What is being asked>
Copy the data below word for word, leaving the pictures out of your answer.

_ _ _ _ _ _ _

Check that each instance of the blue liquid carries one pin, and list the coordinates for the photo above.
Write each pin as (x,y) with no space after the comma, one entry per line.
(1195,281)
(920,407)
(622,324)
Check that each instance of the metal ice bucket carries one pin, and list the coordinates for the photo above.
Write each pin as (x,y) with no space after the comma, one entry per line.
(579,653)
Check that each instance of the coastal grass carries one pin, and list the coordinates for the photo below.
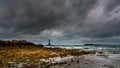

_ _ _ _ _ _ _

Response to this task>
Check that each instance of the blue liquid carries one pin, and list the coordinates for the photo above.
Write each pin as (x,y) with no space after the comma, one entry per line.
(1195,281)
(920,407)
(622,324)
Check that each instance of the metal ice bucket carries one pin, and list the coordinates for the photo above.
Write each pin as (x,y) with no space after the comma, one entry per line.
(579,653)
Check that each instance of the coastal grass carries one pin, and list the coordinates for the photo below.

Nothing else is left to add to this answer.